▶ **Description of the task**: Reproduce the part of the protein tertiary structure text that starts with "3. Tertiary structure" and goes on through "the function of the protein.".

▶ **Page excerpt**:
------------------------

3. Tertiary structure :

The elements of secondary structure are usually folded into a compact shape using a variety of loops and turns to form the tertiary structure of protein. The formation of tertiary structure is usually driven by non-local interactions, most commonly the formation of a hydrophobic core by the burial of hydrophobic residues, but other interactions such as hydrogen bonding, ionic interactions and disulphide bonds and even post-translational modifications can also stabilize the tertiary structure. The tertiary structure encompasses all the noncovalent interactions that are not considered secondary structure, and is what defines the overall fold of the protein, and is usually indispensable for the function of the protein.

The term "tertiary structure" is often used as synonymous with the term fold. And the tertiary structure is what controls the basic function of the protein. During protein folding to tertiary level, several motifs pack together to form compact, local, semi-independent units called domains. This overall 3D structure of the polypeptide chain is referred to as the protein's 'tertiary structure'. Domains are the fundamental units of tertiary structure, each domain containing an individual hydrophobic core built from secondary structural units connected by loop regions. The packing of the polypeptide is usually much tighter in the interior than the exterior of the domain producing a solid-like core and a fluid-like surface. In fact, core residues are often conserved in a protein family, whereas the residues in loops are less conserved, unless they are involved in the protein's function. Protein tertiary structure can be divided into four main classes based on the secondary structural content of the domain :

  • All-α domains have a domain core built exclusively from α-helices. This class is dominated by small folds, many of which form a simple bundle with helices running up and down.
  • All-β domains have a core comprising of antiparallel (3-sheets, usually two sheets packed against each other. Various patterns can be identified in the arrangement of the strands, often giving rise to the identification of recurring motifs, for example the Greek key motif.
  • α+β domains are a mixture of all-α and all-β motifs. Classification of proteins into this class is difficult because of overlaps to the other three classes and therefore is not used in the CATH domain database.

------------------------

▶ **Listed records**:
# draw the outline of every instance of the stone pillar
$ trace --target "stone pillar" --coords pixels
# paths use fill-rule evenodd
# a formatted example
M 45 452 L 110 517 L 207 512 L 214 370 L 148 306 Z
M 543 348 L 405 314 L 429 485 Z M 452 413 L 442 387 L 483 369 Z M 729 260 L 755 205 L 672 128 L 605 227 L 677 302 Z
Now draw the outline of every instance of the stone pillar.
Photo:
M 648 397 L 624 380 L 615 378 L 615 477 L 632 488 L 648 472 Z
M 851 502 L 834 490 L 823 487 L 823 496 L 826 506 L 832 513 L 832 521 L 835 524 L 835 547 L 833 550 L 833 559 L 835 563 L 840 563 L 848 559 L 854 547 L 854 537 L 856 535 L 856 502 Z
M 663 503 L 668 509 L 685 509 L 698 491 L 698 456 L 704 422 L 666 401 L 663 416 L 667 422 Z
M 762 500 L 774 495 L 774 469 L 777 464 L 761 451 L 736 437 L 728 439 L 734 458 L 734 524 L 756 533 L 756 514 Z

------------------------

▶ **Response**:
3. Tertiary structure :

The elements of secondary structure are usually folded into a compact shape using a variety of loops and turns to form the tertiary structure of protein. The formation of tertiary structure is usually driven by non-local interactions, most commonly the formation of a hydrophobic core by the burial of hydrophobic residues, but other interactions such as hydrogen bonding, ionic interactions and disulphide bonds and even post-translational modifications can also stabilize the tertiary structure. The tertiary structure encompasses all the noncovalent interactions that are not considered secondary structure, and is what defines the overall fold of the protein, and is usually indispensable for the function of the protein.